Your goal:
Please write out exactly the lines that begin at the line containing "locate embroidered logo" and run to the end of the records.

Material for this exercise:

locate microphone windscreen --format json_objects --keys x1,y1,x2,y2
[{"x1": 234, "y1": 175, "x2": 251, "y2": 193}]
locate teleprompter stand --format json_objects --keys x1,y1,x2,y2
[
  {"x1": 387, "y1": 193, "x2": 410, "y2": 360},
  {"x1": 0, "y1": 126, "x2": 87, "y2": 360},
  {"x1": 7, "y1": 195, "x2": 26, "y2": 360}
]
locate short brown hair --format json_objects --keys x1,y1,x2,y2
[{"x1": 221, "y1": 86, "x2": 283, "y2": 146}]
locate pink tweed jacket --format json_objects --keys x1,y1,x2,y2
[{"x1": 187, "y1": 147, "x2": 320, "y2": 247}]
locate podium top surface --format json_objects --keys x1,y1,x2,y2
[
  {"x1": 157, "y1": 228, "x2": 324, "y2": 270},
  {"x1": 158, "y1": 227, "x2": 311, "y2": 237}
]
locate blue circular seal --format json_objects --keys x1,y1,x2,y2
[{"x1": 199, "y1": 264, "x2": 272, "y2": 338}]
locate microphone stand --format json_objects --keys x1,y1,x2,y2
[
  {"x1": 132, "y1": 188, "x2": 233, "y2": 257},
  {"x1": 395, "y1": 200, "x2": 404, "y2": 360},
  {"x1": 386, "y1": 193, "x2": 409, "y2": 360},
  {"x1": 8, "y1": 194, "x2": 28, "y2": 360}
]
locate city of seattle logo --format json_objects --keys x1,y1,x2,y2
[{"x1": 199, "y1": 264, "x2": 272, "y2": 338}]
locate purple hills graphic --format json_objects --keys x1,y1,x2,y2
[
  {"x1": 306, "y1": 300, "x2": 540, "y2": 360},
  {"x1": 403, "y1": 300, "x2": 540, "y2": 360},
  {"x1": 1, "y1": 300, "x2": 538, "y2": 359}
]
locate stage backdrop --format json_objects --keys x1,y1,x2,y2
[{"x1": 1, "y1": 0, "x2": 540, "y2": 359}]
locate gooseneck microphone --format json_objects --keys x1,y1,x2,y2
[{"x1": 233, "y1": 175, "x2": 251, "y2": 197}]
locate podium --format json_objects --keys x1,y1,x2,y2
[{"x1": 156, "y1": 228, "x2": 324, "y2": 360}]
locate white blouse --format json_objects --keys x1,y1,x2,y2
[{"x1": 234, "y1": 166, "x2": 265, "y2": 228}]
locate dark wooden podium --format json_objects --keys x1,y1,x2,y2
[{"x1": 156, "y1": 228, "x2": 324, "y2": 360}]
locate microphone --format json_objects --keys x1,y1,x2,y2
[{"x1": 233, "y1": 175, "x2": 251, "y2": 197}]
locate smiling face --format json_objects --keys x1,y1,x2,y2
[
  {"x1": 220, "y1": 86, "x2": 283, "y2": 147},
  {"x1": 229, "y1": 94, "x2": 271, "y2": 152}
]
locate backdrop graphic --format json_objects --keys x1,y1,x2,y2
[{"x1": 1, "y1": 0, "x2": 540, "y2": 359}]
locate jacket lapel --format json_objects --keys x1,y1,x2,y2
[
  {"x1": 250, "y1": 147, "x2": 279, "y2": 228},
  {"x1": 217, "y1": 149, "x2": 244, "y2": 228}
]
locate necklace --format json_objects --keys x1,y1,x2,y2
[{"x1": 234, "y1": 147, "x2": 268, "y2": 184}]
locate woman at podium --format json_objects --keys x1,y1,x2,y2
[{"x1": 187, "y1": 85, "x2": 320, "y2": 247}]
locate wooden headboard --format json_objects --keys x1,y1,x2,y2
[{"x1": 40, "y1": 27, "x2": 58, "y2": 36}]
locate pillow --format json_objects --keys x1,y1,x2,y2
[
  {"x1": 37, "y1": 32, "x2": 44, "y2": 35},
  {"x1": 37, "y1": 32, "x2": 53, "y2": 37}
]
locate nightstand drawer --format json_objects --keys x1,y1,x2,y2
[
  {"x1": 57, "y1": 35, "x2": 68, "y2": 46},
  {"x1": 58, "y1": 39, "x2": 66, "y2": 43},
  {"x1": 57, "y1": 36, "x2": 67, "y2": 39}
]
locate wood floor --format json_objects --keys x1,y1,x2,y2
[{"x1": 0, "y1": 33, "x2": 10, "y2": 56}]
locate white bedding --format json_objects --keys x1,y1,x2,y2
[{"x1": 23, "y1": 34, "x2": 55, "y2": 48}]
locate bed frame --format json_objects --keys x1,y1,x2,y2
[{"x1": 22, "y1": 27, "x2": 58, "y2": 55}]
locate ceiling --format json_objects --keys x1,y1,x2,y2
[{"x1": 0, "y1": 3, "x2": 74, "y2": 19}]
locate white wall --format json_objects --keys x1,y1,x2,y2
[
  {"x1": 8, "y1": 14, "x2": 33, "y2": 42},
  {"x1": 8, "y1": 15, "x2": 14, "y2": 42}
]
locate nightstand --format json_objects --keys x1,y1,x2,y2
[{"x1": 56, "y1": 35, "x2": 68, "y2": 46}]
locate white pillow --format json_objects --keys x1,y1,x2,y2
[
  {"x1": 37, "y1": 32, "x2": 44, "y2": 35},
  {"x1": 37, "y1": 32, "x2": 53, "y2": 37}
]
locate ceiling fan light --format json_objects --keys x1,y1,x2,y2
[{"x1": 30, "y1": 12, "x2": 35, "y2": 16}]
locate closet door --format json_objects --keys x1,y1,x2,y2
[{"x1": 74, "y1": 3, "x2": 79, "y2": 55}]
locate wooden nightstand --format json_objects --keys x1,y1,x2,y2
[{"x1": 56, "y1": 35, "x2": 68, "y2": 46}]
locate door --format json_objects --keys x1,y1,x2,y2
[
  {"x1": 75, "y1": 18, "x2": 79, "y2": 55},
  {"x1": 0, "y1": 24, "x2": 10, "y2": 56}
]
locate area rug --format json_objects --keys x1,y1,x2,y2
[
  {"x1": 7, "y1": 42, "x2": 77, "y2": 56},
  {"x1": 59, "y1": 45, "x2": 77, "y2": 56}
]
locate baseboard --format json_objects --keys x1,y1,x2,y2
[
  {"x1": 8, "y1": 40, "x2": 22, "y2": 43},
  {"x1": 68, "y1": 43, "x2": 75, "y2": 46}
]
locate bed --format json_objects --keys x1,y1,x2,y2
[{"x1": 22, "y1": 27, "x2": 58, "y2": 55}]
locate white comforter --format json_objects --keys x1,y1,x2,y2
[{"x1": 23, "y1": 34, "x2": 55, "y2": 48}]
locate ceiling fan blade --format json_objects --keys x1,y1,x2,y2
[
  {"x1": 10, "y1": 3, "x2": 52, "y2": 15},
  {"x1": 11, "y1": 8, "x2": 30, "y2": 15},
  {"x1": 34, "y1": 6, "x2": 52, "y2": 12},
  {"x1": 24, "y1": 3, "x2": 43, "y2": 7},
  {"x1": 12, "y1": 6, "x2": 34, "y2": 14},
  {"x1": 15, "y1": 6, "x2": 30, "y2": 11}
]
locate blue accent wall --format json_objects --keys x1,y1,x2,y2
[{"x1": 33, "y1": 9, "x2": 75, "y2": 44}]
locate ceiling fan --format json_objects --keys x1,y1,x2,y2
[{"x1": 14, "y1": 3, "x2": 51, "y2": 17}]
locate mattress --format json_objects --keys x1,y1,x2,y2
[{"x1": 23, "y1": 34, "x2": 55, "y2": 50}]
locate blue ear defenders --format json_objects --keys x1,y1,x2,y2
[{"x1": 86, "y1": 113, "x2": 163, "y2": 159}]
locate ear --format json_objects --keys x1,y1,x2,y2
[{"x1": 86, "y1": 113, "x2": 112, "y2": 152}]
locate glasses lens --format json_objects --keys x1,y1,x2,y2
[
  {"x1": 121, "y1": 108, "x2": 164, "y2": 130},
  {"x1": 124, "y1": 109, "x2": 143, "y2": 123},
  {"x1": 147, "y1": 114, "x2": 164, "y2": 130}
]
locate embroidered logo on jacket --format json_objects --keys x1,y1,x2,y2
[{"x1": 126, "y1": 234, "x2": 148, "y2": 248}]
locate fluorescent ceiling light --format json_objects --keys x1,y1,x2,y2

Reply:
locate embroidered logo on jacket --format json_objects --keys x1,y1,x2,y2
[{"x1": 126, "y1": 234, "x2": 148, "y2": 248}]
locate fluorescent ceiling light --format json_objects --keys x1,y1,x2,y2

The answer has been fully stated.